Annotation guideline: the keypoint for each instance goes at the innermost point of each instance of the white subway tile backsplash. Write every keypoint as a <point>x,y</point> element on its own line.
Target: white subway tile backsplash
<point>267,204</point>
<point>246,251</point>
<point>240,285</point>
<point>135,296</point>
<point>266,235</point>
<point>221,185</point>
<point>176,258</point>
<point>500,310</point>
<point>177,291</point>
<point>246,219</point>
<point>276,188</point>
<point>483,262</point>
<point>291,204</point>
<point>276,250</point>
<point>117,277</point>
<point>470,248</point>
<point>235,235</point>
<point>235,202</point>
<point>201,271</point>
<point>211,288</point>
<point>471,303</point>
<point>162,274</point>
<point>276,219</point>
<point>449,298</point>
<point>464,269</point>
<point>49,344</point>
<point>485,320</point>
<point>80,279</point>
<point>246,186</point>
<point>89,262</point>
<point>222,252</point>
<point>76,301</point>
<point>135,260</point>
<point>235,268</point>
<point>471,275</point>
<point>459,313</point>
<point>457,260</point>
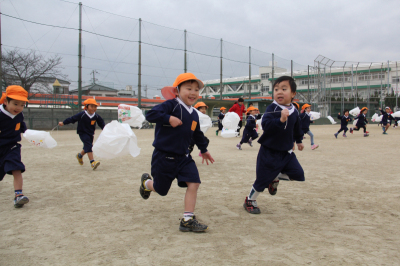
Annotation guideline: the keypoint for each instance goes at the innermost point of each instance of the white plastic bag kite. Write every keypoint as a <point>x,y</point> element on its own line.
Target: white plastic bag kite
<point>396,114</point>
<point>314,115</point>
<point>130,115</point>
<point>116,140</point>
<point>331,119</point>
<point>40,138</point>
<point>355,111</point>
<point>205,121</point>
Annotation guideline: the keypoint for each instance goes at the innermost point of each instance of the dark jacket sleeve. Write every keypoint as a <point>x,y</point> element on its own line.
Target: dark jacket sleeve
<point>160,113</point>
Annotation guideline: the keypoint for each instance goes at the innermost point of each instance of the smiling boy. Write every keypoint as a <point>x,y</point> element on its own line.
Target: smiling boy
<point>281,126</point>
<point>177,123</point>
<point>11,126</point>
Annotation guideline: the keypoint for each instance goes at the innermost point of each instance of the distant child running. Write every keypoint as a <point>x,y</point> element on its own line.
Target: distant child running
<point>11,126</point>
<point>282,128</point>
<point>249,132</point>
<point>344,121</point>
<point>87,120</point>
<point>305,123</point>
<point>362,121</point>
<point>386,119</point>
<point>221,117</point>
<point>177,123</point>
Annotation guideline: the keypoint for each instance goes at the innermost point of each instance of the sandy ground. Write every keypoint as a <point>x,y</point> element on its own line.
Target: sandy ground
<point>346,213</point>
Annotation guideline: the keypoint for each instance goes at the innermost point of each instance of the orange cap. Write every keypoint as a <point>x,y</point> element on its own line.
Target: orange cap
<point>305,106</point>
<point>90,101</point>
<point>185,77</point>
<point>200,104</point>
<point>16,92</point>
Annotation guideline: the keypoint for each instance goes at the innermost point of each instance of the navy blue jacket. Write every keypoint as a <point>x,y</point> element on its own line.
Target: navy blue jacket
<point>344,120</point>
<point>277,135</point>
<point>86,125</point>
<point>176,139</point>
<point>250,123</point>
<point>362,120</point>
<point>305,122</point>
<point>11,129</point>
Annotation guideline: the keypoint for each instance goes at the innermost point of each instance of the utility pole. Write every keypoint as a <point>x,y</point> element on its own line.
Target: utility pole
<point>80,59</point>
<point>140,65</point>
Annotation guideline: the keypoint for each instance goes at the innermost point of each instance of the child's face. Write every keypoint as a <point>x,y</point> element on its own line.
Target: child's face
<point>283,94</point>
<point>14,107</point>
<point>91,108</point>
<point>203,109</point>
<point>189,92</point>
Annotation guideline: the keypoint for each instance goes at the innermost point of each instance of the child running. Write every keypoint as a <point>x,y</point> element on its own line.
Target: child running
<point>281,127</point>
<point>11,126</point>
<point>305,123</point>
<point>249,132</point>
<point>220,118</point>
<point>344,120</point>
<point>87,120</point>
<point>386,119</point>
<point>361,122</point>
<point>176,125</point>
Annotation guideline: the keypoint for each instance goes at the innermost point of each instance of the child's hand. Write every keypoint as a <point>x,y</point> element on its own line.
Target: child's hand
<point>207,156</point>
<point>300,146</point>
<point>174,121</point>
<point>284,115</point>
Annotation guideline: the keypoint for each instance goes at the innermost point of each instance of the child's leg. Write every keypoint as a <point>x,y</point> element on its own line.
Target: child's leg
<point>311,136</point>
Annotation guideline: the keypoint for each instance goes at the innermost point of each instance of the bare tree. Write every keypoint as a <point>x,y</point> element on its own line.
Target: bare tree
<point>27,69</point>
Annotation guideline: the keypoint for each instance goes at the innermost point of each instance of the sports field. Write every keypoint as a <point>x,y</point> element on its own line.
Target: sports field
<point>346,213</point>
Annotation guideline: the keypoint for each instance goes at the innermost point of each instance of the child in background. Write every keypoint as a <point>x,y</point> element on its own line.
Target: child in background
<point>386,119</point>
<point>220,118</point>
<point>249,132</point>
<point>362,121</point>
<point>281,127</point>
<point>11,126</point>
<point>176,125</point>
<point>344,120</point>
<point>305,123</point>
<point>87,120</point>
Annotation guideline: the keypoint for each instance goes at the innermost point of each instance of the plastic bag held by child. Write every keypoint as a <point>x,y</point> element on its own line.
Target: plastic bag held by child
<point>331,119</point>
<point>40,138</point>
<point>130,115</point>
<point>116,140</point>
<point>355,111</point>
<point>205,121</point>
<point>314,115</point>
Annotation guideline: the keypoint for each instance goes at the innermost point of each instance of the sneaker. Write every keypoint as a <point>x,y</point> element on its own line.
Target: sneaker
<point>144,192</point>
<point>95,164</point>
<point>273,187</point>
<point>20,200</point>
<point>192,225</point>
<point>80,160</point>
<point>251,206</point>
<point>313,147</point>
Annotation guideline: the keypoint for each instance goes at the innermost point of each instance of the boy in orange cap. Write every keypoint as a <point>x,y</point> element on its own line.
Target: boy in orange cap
<point>87,120</point>
<point>249,132</point>
<point>305,123</point>
<point>11,126</point>
<point>177,123</point>
<point>221,117</point>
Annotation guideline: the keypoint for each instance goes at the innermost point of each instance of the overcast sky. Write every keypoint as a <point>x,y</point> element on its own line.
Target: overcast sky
<point>365,31</point>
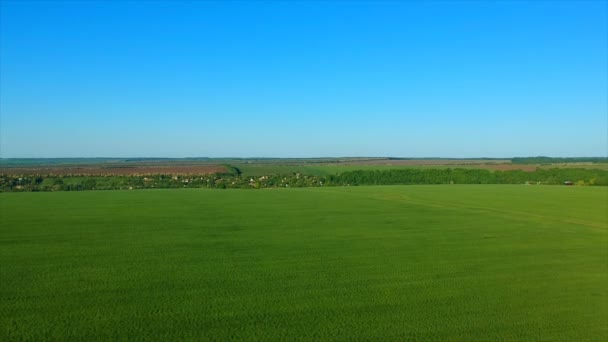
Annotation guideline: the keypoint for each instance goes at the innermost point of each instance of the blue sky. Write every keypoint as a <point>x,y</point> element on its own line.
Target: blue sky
<point>303,79</point>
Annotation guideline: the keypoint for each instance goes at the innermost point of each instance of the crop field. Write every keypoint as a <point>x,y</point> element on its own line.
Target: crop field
<point>445,262</point>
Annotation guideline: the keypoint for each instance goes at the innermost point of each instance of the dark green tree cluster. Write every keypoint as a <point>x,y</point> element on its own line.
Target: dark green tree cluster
<point>471,176</point>
<point>549,160</point>
<point>230,180</point>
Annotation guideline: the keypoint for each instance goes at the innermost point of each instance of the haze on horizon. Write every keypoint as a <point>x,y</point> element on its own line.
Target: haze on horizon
<point>280,79</point>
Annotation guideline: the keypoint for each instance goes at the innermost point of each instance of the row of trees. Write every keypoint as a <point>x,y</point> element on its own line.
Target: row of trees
<point>550,160</point>
<point>471,176</point>
<point>236,180</point>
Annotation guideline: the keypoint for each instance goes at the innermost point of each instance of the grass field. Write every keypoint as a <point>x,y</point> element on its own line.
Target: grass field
<point>332,169</point>
<point>367,263</point>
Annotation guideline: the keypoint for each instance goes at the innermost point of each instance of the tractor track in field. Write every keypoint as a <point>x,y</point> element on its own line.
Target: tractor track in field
<point>513,214</point>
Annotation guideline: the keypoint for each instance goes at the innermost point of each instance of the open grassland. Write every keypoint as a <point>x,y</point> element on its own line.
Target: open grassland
<point>485,262</point>
<point>333,169</point>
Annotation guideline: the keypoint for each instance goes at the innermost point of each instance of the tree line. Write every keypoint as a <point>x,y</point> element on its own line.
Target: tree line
<point>235,179</point>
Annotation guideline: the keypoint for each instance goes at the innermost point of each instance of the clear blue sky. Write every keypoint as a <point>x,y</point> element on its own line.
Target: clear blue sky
<point>304,79</point>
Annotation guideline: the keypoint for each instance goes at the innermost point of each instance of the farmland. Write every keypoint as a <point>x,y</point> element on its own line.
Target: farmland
<point>442,262</point>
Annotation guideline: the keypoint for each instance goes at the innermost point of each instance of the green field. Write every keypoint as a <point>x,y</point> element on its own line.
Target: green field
<point>460,262</point>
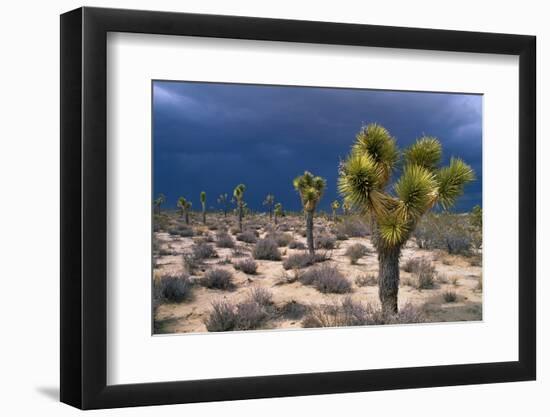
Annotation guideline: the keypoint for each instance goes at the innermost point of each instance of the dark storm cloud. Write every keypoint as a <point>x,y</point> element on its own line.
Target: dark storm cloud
<point>214,136</point>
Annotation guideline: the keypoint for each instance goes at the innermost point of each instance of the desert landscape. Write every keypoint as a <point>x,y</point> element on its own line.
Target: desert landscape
<point>278,207</point>
<point>210,276</point>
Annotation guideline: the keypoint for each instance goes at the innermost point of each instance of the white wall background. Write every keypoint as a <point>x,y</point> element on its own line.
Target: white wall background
<point>29,219</point>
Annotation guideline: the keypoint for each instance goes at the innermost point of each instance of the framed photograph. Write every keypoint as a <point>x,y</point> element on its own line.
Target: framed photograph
<point>262,208</point>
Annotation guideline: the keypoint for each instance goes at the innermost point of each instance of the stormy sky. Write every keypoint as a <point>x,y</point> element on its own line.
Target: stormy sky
<point>213,136</point>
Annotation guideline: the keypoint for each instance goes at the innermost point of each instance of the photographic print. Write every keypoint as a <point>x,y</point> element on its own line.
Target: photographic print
<point>293,207</point>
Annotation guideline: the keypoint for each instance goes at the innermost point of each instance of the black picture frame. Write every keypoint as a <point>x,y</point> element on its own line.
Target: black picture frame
<point>84,207</point>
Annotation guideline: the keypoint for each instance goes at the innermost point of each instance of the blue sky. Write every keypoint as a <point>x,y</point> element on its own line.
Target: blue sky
<point>213,136</point>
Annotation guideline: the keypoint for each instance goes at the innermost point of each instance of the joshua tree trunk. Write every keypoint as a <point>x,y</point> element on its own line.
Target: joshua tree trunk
<point>240,218</point>
<point>388,278</point>
<point>309,232</point>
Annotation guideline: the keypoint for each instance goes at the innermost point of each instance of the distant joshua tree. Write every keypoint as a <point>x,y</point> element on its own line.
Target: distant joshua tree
<point>238,195</point>
<point>203,203</point>
<point>476,217</point>
<point>335,205</point>
<point>185,207</point>
<point>269,202</point>
<point>311,190</point>
<point>363,180</point>
<point>345,207</point>
<point>223,200</point>
<point>278,212</point>
<point>158,202</point>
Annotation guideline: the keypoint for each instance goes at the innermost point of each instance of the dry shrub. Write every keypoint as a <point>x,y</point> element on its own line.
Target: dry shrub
<point>224,240</point>
<point>302,260</point>
<point>422,270</point>
<point>325,241</point>
<point>294,310</point>
<point>356,252</point>
<point>353,227</point>
<point>296,244</point>
<point>262,296</point>
<point>368,280</point>
<point>222,317</point>
<point>248,236</point>
<point>282,239</point>
<point>326,279</point>
<point>248,266</point>
<point>266,249</point>
<point>172,288</point>
<point>247,315</point>
<point>449,296</point>
<point>203,250</point>
<point>218,278</point>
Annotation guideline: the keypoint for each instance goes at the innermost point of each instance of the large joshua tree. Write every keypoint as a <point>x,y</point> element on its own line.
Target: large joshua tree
<point>184,207</point>
<point>203,203</point>
<point>269,202</point>
<point>335,205</point>
<point>311,190</point>
<point>394,213</point>
<point>238,195</point>
<point>223,201</point>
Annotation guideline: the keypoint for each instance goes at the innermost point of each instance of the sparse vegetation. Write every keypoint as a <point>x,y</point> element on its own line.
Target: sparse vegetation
<point>356,252</point>
<point>266,249</point>
<point>224,240</point>
<point>170,288</point>
<point>326,279</point>
<point>248,266</point>
<point>368,280</point>
<point>218,278</point>
<point>302,260</point>
<point>364,179</point>
<point>203,250</point>
<point>449,296</point>
<point>311,190</point>
<point>267,275</point>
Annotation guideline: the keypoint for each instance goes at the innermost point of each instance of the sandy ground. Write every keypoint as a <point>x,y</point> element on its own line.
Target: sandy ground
<point>457,275</point>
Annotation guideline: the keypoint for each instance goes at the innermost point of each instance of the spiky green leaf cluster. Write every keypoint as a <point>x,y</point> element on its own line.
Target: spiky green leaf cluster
<point>238,192</point>
<point>425,152</point>
<point>374,140</point>
<point>416,190</point>
<point>367,170</point>
<point>184,204</point>
<point>310,188</point>
<point>451,181</point>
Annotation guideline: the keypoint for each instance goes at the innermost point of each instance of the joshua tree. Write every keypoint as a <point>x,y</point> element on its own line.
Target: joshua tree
<point>184,207</point>
<point>476,217</point>
<point>311,190</point>
<point>363,180</point>
<point>345,207</point>
<point>335,205</point>
<point>269,202</point>
<point>203,203</point>
<point>238,195</point>
<point>159,201</point>
<point>223,201</point>
<point>278,211</point>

EXERCISE DESCRIPTION.
In the records above, find the line with "Target: stormy sky"; write out exactly that line and each one after it, stopping after the line with "the dry shrub.".

EXERCISE SOLUTION.
Target: stormy sky
<point>213,136</point>
Annotation guideline: the keypoint for each instance goes at the innermost point of each instance of the photographic print. Write every keypoint as a <point>x,y</point> element on its own line.
Target: photographic print
<point>293,207</point>
Annotation guideline: the keypoint for each instance goes at the innermost point of each instance of the black picture frame. Write every keypoint as a <point>x,y</point> element on its own line.
Target: black picture frame
<point>84,207</point>
Annotation guideline: the keypoint for each instance goes at the innermost point of each instance of the blue sky. Write every keypoint as a <point>x,y</point> element on its own line.
Target: blue sky
<point>213,136</point>
Annotation guideline: the keypoint for each instance goes at the innermost point of each instance of the joshua tree trunk. Write every keypoint as a <point>x,y</point> element on its own line.
Target: joshua tree trunk
<point>240,218</point>
<point>388,278</point>
<point>309,232</point>
Annotation guideline: the keypoint for each instance goes at the innermost point of each instance of the distant joshua tree. Write every keypoint as a <point>x,y</point> element on its own line.
Target: distant joshua tree
<point>238,195</point>
<point>203,203</point>
<point>476,217</point>
<point>335,205</point>
<point>185,207</point>
<point>269,202</point>
<point>311,190</point>
<point>363,180</point>
<point>345,207</point>
<point>223,200</point>
<point>278,212</point>
<point>158,202</point>
Annotation guideline: the keypoint for each instance goes at the innermost point of each instance of the dry shrub. Write every keypoint as a <point>x,y</point> element on its own line.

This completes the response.